■ Task to complete: Lines before the one containing "Target: sky" in the records below are to be left out; that line and all after it, through the end, are to be retyped exactly.

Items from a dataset
=== Begin Enclosure ===

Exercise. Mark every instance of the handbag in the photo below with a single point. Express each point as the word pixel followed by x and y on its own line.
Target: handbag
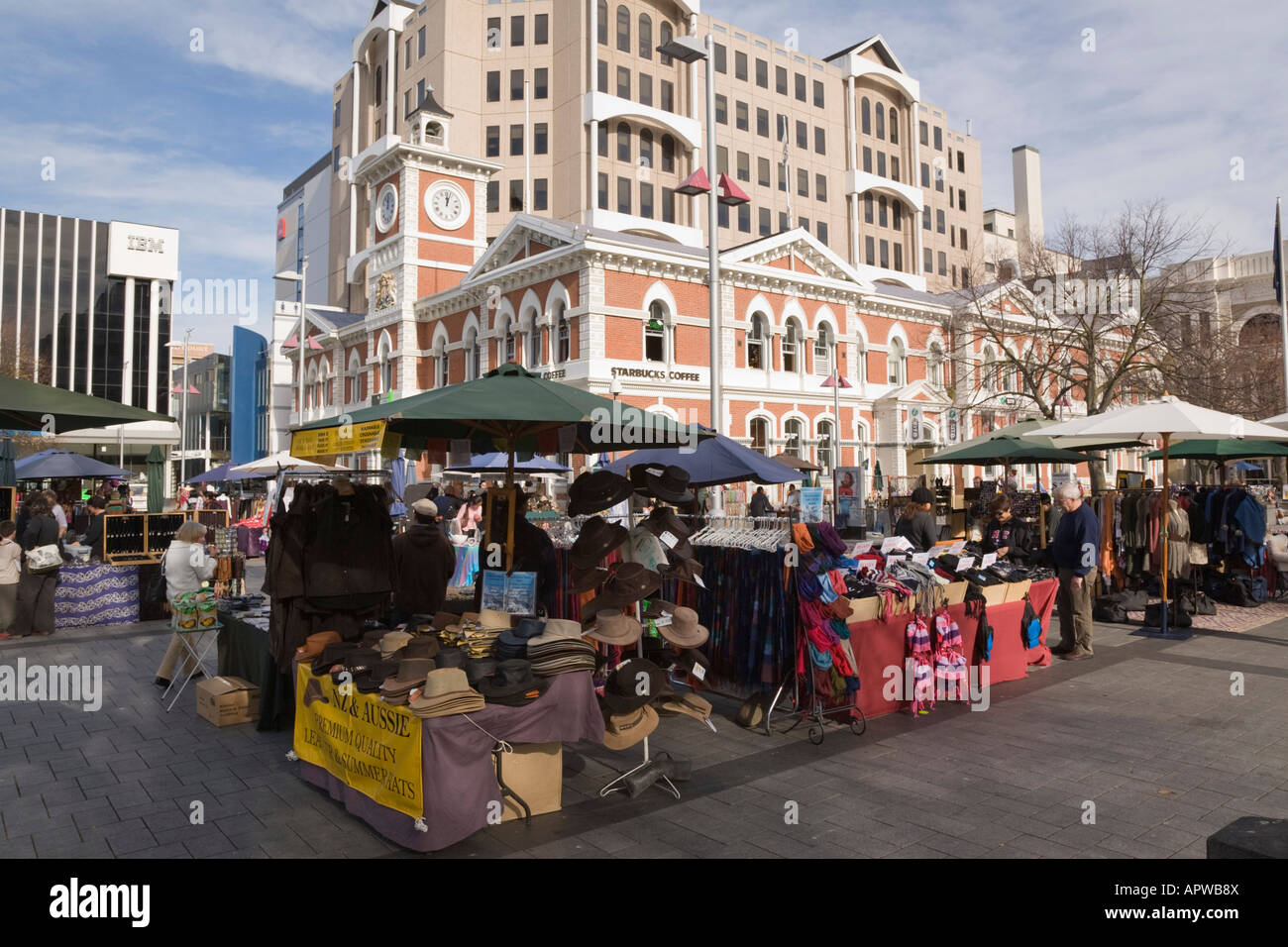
pixel 43 561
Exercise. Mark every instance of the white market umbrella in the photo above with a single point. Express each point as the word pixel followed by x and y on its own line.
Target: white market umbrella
pixel 1162 420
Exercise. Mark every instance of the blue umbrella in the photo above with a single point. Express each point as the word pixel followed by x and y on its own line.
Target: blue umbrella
pixel 54 463
pixel 715 460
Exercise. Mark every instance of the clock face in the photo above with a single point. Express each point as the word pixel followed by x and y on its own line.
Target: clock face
pixel 386 208
pixel 447 205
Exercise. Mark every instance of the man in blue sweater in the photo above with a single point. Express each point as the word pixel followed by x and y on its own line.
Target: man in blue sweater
pixel 1076 549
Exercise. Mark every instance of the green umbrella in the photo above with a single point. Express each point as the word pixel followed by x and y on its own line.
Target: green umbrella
pixel 29 406
pixel 511 407
pixel 156 479
pixel 1222 450
pixel 1001 450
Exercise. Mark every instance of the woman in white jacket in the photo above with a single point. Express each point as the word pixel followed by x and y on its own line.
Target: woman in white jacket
pixel 187 564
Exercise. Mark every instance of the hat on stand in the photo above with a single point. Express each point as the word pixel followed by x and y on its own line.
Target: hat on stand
pixel 596 491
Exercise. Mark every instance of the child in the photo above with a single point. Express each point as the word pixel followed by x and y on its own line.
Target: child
pixel 11 558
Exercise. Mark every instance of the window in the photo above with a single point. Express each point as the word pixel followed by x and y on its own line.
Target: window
pixel 791 346
pixel 623 30
pixel 756 337
pixel 894 363
pixel 655 333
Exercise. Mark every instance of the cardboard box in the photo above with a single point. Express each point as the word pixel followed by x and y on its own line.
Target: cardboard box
pixel 1016 591
pixel 533 771
pixel 227 701
pixel 956 592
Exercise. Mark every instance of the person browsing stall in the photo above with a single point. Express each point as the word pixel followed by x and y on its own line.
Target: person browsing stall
pixel 1005 535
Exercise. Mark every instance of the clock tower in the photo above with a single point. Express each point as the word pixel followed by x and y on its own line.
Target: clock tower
pixel 425 230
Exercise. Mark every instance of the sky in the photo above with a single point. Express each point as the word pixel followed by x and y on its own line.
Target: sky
pixel 194 114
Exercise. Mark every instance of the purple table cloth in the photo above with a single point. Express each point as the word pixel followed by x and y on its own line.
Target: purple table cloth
pixel 456 763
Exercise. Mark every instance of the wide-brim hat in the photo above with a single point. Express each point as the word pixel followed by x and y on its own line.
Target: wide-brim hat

=== End Enclosure ===

■ Your solution:
Target: sky
pixel 194 114
Exercise. Mark every instance of the purple table cloth in the photo above with a single point. Express each point as the word pixel followed by x and y on its own line.
Target: purple table cloth
pixel 456 763
Exercise. Mark every instance of the wide-brim hat in the photo above with a single point. Express each point as the word pixel followed by x and y on its own line.
Target: wide-brim hat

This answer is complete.